Explore the material:
1. Set down part of the text about the United Daughters of the Confederacy word for word. Begin at the words "The first chapter" and stop after "all U.S. wars.".
2. List every date given in the text about the United Daughters of the Confederacy.

Page text:
The group's headquarters are in the Memorial to the Women of the Confederacy building in Richmond, Virginia, the former capital city of the Confederate States. In May 2020, the building was damaged by fire during the George Floyd protests.

== Formation and purpose ==
The group was founded on September 10, 1894, by Caroline Meriwether Goodlett and Anna Davenport Raines as the National Association of the Daughters of the Confederacy. It is believed the name of the group came from an expression used by General John B. Gordon. On April 30, 1886, he was escorting Jefferson Davis, President of the Confederacy, to Georgia's capital when he introduced Davis's daughter, Winnie, to a waiting crowd as "the daughter of the Confederacy".

The first chapter was formed in Nashville. The name was soon changed to United Daughters of the Confederacy. Their stated intention was to "tell of the glorious fight against the greatest odds a nation ever faced, that their hallowed memory should never die." Their primary activity was to support the construction of Confederate memorials. The UDC has said that its members also support U.S. troops and honor veterans of all U.S. wars.

[Dataset records]
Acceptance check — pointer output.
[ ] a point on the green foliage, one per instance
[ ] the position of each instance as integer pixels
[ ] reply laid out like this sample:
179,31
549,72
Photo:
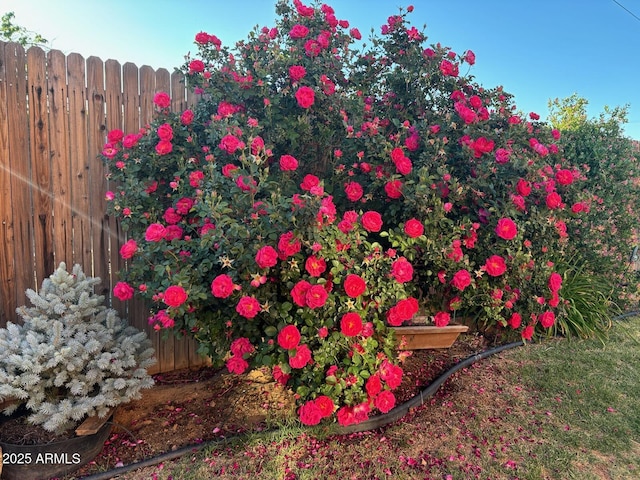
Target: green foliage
311,169
10,32
588,304
568,113
609,160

Task solutions:
1.
The first chapter was formed in Nashville. The name was soon changed to United Daughters of the Confederacy. Their stated intention was to "tell of the glorious fight against the greatest odds a nation ever faced, that their hallowed memory should never die." Their primary activity was to support the construction of Confederate memorials. The UDC has said that its members also support U.S. troops and honor veterans of all U.S. wars.

2.
May 2020
September 10, 1894
April 30, 1886